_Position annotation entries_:
=-=-=
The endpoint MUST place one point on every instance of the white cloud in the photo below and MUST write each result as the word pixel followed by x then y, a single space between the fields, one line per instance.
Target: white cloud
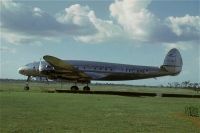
pixel 131 20
pixel 143 25
pixel 185 26
pixel 7 49
pixel 183 46
pixel 133 16
pixel 106 30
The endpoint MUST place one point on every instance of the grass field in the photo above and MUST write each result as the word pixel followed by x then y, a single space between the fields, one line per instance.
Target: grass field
pixel 36 111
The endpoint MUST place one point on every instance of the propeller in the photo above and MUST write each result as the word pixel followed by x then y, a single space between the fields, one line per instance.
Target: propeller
pixel 40 66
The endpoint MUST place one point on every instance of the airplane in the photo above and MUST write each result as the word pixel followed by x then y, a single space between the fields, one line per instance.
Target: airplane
pixel 79 71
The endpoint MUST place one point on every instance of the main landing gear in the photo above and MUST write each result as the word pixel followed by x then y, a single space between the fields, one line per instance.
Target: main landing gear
pixel 26 87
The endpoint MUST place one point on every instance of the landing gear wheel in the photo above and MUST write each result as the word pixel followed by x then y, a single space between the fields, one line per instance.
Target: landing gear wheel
pixel 86 88
pixel 26 88
pixel 74 88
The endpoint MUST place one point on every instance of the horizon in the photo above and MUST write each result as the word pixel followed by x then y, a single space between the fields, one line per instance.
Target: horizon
pixel 128 32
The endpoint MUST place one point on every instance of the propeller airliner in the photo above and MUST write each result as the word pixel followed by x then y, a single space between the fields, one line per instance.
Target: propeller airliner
pixel 79 71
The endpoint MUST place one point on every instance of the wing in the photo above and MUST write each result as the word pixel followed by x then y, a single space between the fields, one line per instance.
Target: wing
pixel 64 69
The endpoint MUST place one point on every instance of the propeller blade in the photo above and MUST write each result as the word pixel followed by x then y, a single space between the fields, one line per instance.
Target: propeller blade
pixel 40 66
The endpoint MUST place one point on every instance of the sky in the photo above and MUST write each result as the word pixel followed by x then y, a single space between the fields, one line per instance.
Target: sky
pixel 138 32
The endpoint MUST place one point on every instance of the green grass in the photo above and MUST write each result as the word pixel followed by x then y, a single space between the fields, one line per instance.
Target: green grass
pixel 35 111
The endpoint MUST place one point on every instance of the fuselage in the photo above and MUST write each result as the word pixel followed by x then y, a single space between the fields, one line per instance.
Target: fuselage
pixel 97 70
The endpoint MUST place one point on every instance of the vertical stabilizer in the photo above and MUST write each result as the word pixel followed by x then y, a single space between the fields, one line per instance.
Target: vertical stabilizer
pixel 173 62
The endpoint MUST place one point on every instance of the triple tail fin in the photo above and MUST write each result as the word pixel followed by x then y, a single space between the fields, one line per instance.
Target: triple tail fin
pixel 173 62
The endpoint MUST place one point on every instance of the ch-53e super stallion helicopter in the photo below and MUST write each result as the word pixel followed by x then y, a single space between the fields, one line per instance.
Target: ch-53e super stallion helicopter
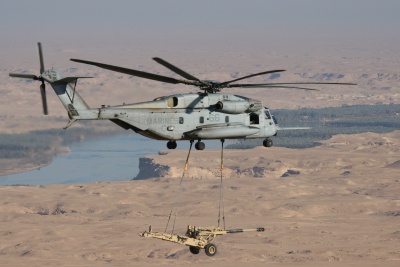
pixel 208 114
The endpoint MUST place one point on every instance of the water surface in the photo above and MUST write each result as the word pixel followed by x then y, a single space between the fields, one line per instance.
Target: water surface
pixel 114 158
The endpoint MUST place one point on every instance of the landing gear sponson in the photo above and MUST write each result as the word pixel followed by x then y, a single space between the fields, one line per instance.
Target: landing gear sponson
pixel 199 145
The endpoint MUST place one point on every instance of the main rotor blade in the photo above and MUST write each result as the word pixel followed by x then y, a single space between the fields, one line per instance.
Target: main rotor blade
pixel 44 100
pixel 41 58
pixel 284 85
pixel 252 75
pixel 132 72
pixel 175 69
pixel 270 86
pixel 311 83
pixel 23 75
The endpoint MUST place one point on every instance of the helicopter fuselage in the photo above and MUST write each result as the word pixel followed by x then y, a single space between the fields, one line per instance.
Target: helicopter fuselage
pixel 191 117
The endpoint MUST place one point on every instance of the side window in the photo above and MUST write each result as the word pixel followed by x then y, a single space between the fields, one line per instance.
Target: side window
pixel 254 118
pixel 172 102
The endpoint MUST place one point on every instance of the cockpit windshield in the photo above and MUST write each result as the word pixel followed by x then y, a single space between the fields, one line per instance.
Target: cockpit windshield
pixel 267 114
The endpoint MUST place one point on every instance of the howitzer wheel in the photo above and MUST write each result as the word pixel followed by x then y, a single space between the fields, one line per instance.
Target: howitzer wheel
pixel 194 250
pixel 210 249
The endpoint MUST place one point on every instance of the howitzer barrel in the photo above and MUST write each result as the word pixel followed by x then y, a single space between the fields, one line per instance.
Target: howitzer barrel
pixel 232 231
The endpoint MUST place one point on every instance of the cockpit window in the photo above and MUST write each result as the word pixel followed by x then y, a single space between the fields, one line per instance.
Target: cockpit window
pixel 274 119
pixel 267 115
pixel 172 102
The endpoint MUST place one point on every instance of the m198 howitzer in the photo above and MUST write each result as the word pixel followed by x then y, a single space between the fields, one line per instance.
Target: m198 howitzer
pixel 197 237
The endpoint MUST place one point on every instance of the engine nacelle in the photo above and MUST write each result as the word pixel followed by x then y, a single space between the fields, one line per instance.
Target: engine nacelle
pixel 232 107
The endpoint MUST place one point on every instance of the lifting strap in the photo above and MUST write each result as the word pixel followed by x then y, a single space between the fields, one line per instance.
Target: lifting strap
pixel 175 205
pixel 221 193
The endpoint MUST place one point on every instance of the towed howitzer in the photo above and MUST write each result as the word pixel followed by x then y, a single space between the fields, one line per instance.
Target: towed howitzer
pixel 197 237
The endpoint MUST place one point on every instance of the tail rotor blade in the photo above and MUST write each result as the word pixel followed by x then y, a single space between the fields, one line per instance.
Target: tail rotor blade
pixel 44 100
pixel 41 58
pixel 23 75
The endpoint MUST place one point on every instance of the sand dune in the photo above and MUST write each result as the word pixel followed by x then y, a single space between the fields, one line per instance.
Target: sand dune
pixel 341 207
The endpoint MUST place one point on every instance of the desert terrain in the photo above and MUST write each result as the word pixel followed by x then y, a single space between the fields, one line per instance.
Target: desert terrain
pixel 333 205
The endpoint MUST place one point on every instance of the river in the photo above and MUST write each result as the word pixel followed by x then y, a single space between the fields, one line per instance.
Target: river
pixel 114 158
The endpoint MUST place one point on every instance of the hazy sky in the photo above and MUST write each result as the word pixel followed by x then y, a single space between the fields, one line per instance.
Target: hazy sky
pixel 206 23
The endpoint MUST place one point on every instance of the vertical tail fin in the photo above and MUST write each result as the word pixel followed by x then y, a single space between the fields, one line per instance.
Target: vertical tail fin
pixel 72 101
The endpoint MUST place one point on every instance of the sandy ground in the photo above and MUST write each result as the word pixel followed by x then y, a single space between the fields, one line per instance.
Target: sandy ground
pixel 342 208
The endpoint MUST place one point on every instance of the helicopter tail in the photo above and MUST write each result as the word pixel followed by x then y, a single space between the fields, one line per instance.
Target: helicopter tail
pixel 65 89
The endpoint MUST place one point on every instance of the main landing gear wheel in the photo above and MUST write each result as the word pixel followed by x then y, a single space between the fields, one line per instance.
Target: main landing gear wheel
pixel 268 142
pixel 210 249
pixel 194 250
pixel 199 145
pixel 171 145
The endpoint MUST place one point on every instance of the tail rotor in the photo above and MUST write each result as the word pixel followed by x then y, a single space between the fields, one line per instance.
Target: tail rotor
pixel 37 78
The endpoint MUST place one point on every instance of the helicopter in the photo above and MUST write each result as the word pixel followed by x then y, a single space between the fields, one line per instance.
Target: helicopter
pixel 208 114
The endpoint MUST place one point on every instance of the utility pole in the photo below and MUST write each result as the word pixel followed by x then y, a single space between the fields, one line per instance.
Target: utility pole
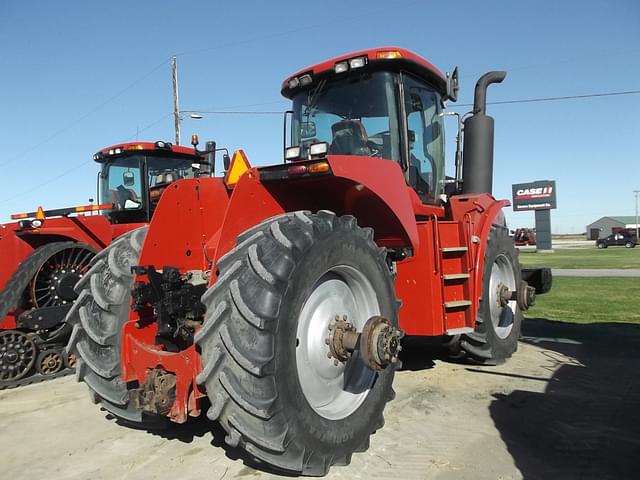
pixel 637 226
pixel 176 100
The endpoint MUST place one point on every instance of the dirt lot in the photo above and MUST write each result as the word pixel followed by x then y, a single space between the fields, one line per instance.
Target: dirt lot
pixel 566 406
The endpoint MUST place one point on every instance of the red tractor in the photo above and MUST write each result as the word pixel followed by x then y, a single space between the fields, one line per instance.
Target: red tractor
pixel 45 253
pixel 279 299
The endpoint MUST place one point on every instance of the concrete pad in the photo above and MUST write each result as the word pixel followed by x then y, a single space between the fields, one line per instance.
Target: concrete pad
pixel 565 406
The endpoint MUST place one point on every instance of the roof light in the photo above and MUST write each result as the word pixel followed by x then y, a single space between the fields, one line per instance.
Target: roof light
pixel 357 62
pixel 292 153
pixel 388 54
pixel 305 80
pixel 294 82
pixel 318 149
pixel 40 214
pixel 320 167
pixel 341 67
pixel 297 170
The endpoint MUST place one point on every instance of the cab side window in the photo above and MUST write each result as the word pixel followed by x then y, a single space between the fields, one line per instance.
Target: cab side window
pixel 425 138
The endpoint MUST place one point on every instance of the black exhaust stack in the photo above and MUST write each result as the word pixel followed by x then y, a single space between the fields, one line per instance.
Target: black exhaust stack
pixel 477 168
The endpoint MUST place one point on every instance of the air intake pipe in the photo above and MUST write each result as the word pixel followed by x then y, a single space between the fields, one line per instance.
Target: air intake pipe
pixel 477 167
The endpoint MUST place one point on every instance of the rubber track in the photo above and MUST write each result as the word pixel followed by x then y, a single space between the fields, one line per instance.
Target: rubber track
pixel 237 340
pixel 37 378
pixel 19 281
pixel 97 317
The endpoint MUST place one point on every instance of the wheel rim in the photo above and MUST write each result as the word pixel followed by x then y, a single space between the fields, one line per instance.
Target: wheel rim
pixel 502 275
pixel 50 362
pixel 53 284
pixel 17 355
pixel 334 391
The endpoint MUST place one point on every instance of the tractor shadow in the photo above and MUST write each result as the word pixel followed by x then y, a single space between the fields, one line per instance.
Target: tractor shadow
pixel 585 425
pixel 419 353
pixel 201 427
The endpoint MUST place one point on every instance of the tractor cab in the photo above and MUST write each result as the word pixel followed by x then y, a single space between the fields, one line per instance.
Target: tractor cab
pixel 384 103
pixel 134 175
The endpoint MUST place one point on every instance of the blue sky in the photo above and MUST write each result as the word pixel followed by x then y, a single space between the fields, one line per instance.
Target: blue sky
pixel 77 76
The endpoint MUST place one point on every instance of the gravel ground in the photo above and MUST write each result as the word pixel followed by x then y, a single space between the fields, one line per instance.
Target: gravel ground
pixel 565 406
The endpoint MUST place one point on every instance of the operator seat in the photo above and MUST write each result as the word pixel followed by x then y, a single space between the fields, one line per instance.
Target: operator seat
pixel 349 138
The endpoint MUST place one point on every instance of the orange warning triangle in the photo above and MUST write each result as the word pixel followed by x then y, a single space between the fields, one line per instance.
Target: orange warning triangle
pixel 239 165
pixel 40 214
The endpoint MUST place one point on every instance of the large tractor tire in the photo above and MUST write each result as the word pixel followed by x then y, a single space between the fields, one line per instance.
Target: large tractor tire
pixel 498 326
pixel 265 360
pixel 97 317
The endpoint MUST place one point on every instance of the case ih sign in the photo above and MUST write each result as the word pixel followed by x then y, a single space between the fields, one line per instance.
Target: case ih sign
pixel 540 195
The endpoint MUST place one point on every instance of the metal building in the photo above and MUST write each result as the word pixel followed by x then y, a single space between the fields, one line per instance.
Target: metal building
pixel 605 225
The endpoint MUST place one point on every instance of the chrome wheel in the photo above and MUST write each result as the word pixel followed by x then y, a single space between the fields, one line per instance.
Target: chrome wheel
pixel 502 312
pixel 334 389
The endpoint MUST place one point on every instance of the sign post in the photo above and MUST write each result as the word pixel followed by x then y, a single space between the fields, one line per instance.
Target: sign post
pixel 539 196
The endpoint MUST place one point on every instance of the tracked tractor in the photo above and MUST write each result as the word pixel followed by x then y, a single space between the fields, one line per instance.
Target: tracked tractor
pixel 44 253
pixel 277 298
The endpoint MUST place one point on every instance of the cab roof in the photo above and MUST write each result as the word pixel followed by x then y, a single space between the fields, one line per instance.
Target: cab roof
pixel 388 58
pixel 142 146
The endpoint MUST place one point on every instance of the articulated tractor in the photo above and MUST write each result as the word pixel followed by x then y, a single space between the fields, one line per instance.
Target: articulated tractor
pixel 276 298
pixel 44 253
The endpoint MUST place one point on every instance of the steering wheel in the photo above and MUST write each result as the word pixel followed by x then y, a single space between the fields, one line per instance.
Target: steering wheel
pixel 375 148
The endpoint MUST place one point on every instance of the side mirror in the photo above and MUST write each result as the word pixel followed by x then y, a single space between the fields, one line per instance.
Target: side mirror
pixel 128 179
pixel 452 85
pixel 307 129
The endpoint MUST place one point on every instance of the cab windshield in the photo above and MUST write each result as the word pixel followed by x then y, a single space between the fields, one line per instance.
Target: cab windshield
pixel 127 182
pixel 360 115
pixel 354 115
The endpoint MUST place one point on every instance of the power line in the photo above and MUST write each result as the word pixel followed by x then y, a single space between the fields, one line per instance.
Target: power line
pixel 554 99
pixel 46 182
pixel 247 112
pixel 84 116
pixel 235 112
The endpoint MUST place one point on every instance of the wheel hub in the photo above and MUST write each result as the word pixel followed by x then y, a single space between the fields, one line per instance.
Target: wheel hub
pixel 17 355
pixel 64 286
pixel 50 362
pixel 335 388
pixel 502 284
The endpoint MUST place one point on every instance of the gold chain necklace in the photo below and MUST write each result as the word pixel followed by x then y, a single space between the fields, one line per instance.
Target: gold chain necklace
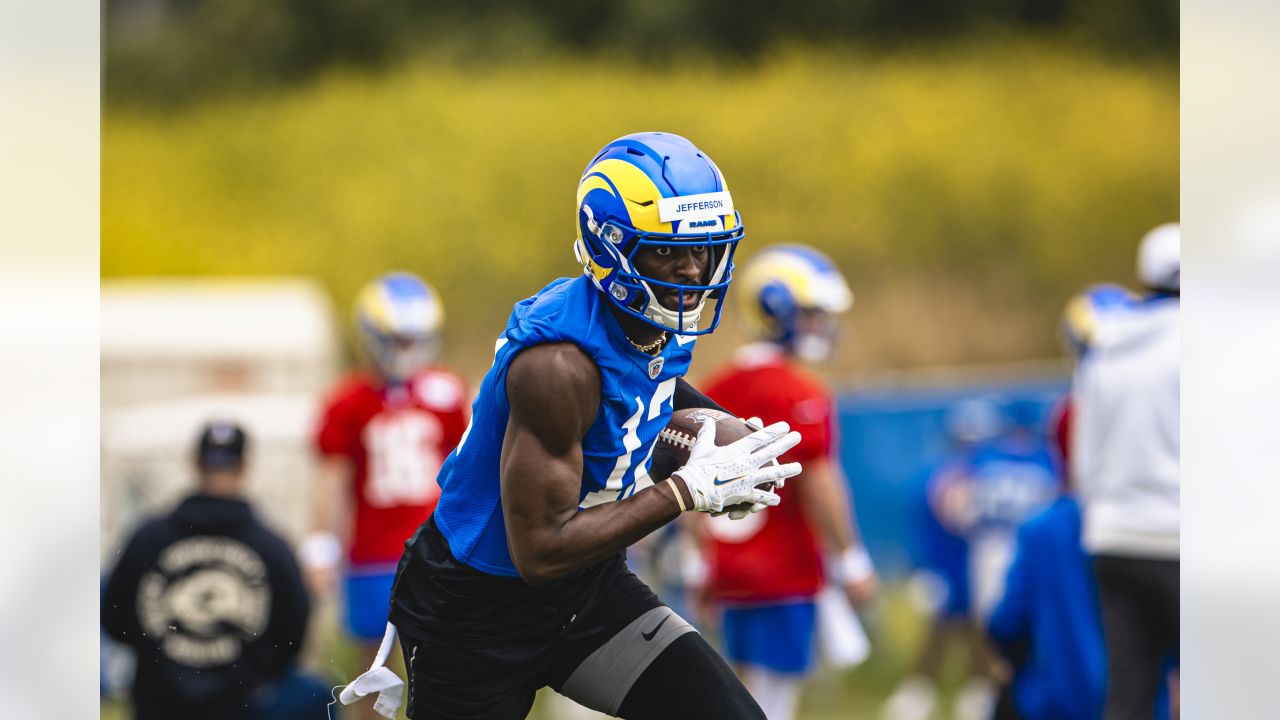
pixel 652 346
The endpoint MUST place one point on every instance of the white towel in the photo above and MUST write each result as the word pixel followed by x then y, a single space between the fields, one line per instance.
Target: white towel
pixel 379 679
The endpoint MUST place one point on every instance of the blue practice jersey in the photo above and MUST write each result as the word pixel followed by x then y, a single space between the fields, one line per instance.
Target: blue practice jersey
pixel 1013 481
pixel 635 405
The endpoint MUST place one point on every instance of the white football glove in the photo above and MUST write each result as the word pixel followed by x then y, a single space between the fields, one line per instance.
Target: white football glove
pixel 718 477
pixel 739 513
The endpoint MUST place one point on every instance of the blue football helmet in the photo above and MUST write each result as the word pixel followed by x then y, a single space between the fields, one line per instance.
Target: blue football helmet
pixel 654 188
pixel 1082 313
pixel 790 295
pixel 398 318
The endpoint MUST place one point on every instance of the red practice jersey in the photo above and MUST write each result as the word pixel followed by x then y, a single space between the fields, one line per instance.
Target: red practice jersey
pixel 396 437
pixel 771 555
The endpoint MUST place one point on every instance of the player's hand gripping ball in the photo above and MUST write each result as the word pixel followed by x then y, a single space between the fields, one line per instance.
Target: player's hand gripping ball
pixel 727 465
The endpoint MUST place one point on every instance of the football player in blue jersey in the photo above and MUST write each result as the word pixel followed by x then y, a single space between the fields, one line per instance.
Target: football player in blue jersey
pixel 517 580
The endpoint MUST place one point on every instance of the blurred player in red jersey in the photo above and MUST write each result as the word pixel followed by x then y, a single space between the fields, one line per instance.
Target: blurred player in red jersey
pixel 383 436
pixel 768 568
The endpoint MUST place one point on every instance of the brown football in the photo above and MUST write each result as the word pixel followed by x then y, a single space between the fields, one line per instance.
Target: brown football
pixel 671 450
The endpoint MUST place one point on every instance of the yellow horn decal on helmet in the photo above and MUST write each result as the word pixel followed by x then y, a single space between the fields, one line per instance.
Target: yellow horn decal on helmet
pixel 639 192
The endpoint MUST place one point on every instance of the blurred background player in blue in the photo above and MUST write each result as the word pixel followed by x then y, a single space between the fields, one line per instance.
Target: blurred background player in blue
pixel 383 436
pixel 1125 463
pixel 945 509
pixel 767 569
pixel 1047 624
pixel 213 604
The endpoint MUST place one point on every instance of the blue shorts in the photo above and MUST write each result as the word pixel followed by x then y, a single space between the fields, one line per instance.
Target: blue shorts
pixel 369 600
pixel 775 637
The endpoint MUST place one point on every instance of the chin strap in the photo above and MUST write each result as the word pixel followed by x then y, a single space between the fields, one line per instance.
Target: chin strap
pixel 379 679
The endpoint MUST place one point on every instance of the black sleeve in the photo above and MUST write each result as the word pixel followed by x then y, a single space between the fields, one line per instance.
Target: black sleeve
pixel 291 610
pixel 688 396
pixel 119 614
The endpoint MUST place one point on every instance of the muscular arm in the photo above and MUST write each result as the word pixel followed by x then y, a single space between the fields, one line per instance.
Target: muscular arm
pixel 554 396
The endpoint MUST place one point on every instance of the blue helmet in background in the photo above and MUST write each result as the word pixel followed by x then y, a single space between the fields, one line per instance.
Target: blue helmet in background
pixel 398 318
pixel 791 295
pixel 1082 313
pixel 654 188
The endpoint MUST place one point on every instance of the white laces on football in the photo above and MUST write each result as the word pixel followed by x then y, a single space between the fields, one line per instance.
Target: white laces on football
pixel 718 477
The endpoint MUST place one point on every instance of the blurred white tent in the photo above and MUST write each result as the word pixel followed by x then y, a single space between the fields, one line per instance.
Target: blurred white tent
pixel 178 352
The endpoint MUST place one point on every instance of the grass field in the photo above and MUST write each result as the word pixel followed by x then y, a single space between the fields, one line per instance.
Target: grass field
pixel 895 628
pixel 967 191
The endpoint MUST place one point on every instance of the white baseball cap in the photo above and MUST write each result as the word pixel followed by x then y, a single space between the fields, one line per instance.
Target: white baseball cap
pixel 1160 258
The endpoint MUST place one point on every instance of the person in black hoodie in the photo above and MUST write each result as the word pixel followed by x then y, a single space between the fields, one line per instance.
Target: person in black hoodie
pixel 211 601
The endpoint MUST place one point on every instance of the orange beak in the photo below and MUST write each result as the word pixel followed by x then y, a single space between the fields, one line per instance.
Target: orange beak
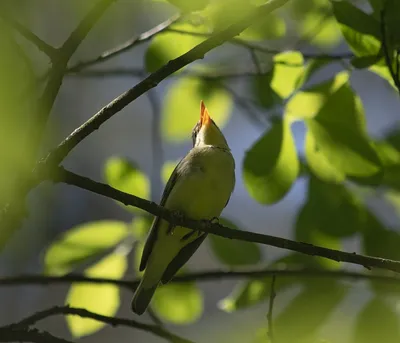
pixel 204 116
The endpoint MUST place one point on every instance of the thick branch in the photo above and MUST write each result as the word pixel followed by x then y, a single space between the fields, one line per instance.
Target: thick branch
pixel 124 47
pixel 113 321
pixel 217 229
pixel 204 276
pixel 198 52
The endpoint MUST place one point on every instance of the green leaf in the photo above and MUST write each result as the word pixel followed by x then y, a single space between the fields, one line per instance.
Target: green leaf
pixel 100 299
pixel 82 243
pixel 233 252
pixel 140 226
pixel 377 322
pixel 273 28
pixel 308 311
pixel 319 164
pixel 307 103
pixel 379 241
pixel 181 109
pixel 288 66
pixel 339 132
pixel 308 230
pixel 190 6
pixel 349 15
pixel 320 29
pixel 125 176
pixel 167 169
pixel 178 303
pixel 327 200
pixel 271 165
pixel 252 292
pixel 311 68
pixel 264 94
pixel 169 45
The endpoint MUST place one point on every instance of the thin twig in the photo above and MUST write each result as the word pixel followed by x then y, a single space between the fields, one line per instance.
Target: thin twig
pixel 156 144
pixel 204 276
pixel 62 175
pixel 113 321
pixel 198 52
pixel 256 47
pixel 124 47
pixel 272 296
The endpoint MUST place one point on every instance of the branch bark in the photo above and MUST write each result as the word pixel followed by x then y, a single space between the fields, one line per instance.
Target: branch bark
pixel 113 321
=-=-=
_STATED TASK_:
Copy the entries from the beginning through the line containing "pixel 36 111", substituting "service" for each occurrence of "endpoint" and keeping all other text unchanged. Omit the picture from the output.

_TASK RESPONSE_:
The service MUST place one point on every instance of the white cloud in the photo below and MUST write each result as the word pixel followed by x then y, a single space between the fields, one line per instance.
Target: white cloud
pixel 131 20
pixel 143 25
pixel 185 26
pixel 7 49
pixel 183 46
pixel 133 16
pixel 106 30
The service MUST place one point on every instance of the grass field in the photo above and MUST write each result as the word pixel followed by x then y, a single space between the fields, one line per instance.
Target: grass field
pixel 36 111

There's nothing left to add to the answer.